++++ Source text ++++

Add a new int64 add merge operator, also with Java API #14149

Chessray · 2025-11-24T16:02:16Z

The previous PR was based on @alanpaxton's personal repository. This one is now out of Evolved Binary's own space. @alanpaxton's original description is copied for clarification.

Supercedes #6884 and #6877 (cc @adamretter )

This branch/PR is based on a copy of the code in #6884, which given the age of the PR we chose to restart, though the core of the merge operator is carried over.

This merge operator adds int64_t values. At a cursory glance, this may appear similar to UInt64AddOperator, but this merge operator handles signed numbers. It can also handle both Addition or Subtraction by merging either positive or negative integers.

Values are stored into the database using 8-bit variable-byte encoding (as suggested by @pdillinger). Because the length is known, we do not require a bit flag for continuation. So for smaller positive numbers the value stored has the advantage of also consuming less bytes than UInt64AddOperator. The most significant stored byte is a 2s complement value which is sign-extended on decoding.

Therefore the range -128..127 can be stored in 1 bytes, -32768..32767 in 2 bytes, etc.
Zig-zag encoded values are in turn encoded as varints in the data. Varints now implement the 8-bit variable-length encoding (known length) suggested by @pdillinger.

A Java API to this merge operator has been added. In addition, a small Java utility is provided which implements the same encoding as the merge operator.

Changing the UInt64MergeOperator to use a similar varint encoding would require that a "new" operator be created, in order to avoid backward compatibility breaking.

The Makefile now builds a single merge_operators_test binary which combines the GTEST for this merge operator with that of stringappend. This addresses your concerns re additional test binaries.
I have regenerated TARGETS as per instructions.

@adamretter

Add back int64_add operator, unify operator tests Start to re-integrate int64_add merge operator. The core of the implementation (by @adamretter, from PR facebook#6884) and associated tests. “Each additional test binary adds substantial work in linking and substantial space (~200MB) to each build.” Therefore we now build a single merge_operators_test binary which at present links the GTESTs from int64add_test.cc and stringappend_test.cc

Build a Java API for the new Int64AddMergeOperator that looks like all the other merge operators. Add tests. Individual operator tests which are part of merge_operators_test shouldn’t be in TEST_MAIN_SOURCES Add int64 merge operator to the tests which mention the other merge operators.

Include the header that says `extern “C” { … `

Implement encoding and zigzag in Java so that we can test it more thoroughly.

Exporting the int64 merge operator to Java requires support for encoding to make it useful. It also requires that support in order to test it from Java.

Accidentally re-introduced deleted loading code when rebasing. Now removed that again, and added the loading of the new int64add merge operator into the new loading code. Moved the new int64add operator into ROCKSDB_NAMESPACE because that’s where the other merge operators are. Split the class into .h and .cc

In the context in which we use them (values in RocksDB (key,value)-pairs, value lengths are always known, so they do not need a continuation bit and a 7-bit encoding, but can be encoded more efficiently as an 8-bit encoding. This has the added advantage of being consistent with fixed size encodings, which can be seen as having trailing-zeros in the most significant bytes, which are truncated in this encoding.

++++ Dataset ++++

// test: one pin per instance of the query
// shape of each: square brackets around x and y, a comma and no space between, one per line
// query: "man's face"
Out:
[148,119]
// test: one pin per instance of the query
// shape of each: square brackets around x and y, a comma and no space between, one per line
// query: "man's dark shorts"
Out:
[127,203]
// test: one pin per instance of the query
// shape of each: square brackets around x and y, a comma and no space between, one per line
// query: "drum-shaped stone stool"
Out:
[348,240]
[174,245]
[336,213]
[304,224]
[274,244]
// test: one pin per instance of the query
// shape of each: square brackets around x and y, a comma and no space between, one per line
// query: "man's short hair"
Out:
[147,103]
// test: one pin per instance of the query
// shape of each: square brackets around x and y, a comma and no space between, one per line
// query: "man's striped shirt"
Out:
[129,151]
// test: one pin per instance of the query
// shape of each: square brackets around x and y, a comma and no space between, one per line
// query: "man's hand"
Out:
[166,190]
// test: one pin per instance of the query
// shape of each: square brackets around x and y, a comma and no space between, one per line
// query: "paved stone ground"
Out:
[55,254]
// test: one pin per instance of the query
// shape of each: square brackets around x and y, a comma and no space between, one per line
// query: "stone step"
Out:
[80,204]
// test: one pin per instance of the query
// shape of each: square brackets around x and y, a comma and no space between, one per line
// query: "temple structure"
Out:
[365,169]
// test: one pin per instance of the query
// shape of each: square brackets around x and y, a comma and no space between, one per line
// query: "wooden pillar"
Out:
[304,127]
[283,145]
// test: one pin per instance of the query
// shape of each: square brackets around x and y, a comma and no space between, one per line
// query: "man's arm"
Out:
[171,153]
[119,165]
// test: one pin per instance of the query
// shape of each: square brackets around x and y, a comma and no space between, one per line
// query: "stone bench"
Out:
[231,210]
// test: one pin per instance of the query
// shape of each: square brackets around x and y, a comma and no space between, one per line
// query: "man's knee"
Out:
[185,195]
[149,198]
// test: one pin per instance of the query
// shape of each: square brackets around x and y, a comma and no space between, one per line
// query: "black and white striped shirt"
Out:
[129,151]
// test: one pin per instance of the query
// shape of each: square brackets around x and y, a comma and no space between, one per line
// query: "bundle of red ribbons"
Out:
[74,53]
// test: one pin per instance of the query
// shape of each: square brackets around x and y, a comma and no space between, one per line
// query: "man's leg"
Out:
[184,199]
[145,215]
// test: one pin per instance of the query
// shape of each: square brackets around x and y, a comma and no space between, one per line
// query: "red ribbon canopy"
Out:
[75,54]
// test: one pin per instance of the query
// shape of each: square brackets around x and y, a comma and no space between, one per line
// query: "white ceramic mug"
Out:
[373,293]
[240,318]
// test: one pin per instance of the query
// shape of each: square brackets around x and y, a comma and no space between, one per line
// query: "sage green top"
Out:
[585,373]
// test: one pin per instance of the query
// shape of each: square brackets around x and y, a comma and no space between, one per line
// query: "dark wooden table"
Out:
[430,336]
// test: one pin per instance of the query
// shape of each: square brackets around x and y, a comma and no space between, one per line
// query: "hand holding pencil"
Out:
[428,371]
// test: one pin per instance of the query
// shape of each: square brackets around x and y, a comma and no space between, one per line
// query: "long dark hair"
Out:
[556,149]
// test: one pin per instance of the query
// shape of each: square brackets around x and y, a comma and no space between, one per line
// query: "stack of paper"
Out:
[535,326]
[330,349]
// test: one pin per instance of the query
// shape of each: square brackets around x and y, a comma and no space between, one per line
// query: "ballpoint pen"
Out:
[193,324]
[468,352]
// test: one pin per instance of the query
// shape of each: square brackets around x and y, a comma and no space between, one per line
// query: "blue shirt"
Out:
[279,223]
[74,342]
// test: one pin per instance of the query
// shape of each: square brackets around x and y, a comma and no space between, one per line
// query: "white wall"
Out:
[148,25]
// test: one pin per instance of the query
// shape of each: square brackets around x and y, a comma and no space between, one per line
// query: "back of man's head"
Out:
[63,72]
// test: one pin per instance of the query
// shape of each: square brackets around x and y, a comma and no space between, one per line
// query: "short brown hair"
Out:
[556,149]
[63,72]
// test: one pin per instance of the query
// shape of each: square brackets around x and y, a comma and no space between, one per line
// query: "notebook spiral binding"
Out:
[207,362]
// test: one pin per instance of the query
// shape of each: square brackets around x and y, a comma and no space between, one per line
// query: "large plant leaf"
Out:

++++

Directives:
1. According to the pull request description, what range of values can be stored in 1 byte?
2. In the pull request description, rewrite the paragraph beginning "Values are stored into the database" as a short bulleted list that keeps its main facts.

Solution list:
1. The range -128..127.

2.
- Values are stored using 8-bit variable-byte encoding, as suggested by @pdillinger.
- Because the length is known, no continuation bit flag is needed.
- Smaller positive numbers therefore use fewer bytes than with UInt64AddOperator.
- The most significant stored byte is a 2s complement value that is sign-extended on decoding.